WHAT THE TASK ASKS: Starting with the line containing "Where can the packed" and continuing through the end of the entries, output each line as an item in a numbered list, skipping any blank lines.

***** PROVIDED INFORMATION *****

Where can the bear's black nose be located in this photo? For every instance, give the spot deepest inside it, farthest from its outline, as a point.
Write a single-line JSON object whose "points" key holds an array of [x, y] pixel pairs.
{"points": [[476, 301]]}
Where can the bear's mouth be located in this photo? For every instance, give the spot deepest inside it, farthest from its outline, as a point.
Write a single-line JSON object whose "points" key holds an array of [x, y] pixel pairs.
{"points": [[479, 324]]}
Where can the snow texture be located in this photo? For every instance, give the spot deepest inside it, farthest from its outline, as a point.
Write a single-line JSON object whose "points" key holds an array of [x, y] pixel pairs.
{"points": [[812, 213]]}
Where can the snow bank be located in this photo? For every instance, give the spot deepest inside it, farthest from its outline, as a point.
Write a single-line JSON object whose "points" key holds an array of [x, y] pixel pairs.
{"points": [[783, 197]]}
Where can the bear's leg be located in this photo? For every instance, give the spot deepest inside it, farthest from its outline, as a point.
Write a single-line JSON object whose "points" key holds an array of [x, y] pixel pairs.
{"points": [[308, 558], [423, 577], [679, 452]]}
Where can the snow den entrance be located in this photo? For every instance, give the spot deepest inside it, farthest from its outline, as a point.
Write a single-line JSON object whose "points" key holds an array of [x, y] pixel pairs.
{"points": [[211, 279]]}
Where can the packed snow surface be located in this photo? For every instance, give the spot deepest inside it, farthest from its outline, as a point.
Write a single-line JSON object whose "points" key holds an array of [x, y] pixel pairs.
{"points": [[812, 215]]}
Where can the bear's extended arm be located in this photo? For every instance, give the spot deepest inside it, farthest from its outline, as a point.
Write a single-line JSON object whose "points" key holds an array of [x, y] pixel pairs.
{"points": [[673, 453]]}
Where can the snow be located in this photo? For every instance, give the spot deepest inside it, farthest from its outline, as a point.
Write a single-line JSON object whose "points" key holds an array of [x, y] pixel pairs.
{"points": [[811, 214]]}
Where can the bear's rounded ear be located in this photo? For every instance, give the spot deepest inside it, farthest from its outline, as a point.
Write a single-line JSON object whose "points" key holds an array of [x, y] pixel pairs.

*****

ANSWER BELOW:
1. Where can the packed snow surface be located in this photo? For every instance, give the spot deepest inside it, farthest from its outline, as a point.
2. Write a single-line JSON object whose "points" key holds an array of [x, y] pixel pairs.
3. {"points": [[812, 215]]}
4. Where can the bear's extended arm be located in this photo? For every instance, give the spot deepest inside it, farthest from its outline, as a point.
5. Write a single-line JSON object whose "points" key holds an array of [x, y] pixel pairs.
6. {"points": [[673, 453]]}
7. Where can the snow be located in this photo? For every instance, give the spot deepest inside it, farthest from its outline, as a point.
8. Write a single-line JSON object whose "points" key holds an array of [x, y] pixel pairs.
9. {"points": [[811, 214]]}
10. Where can the bear's rounded ear be located in this photo? For every instance, give the spot deepest inside it, farthest from its outline, as a point.
11. Write a single-line JSON object whose "points" key holds an array of [x, y] pixel pairs.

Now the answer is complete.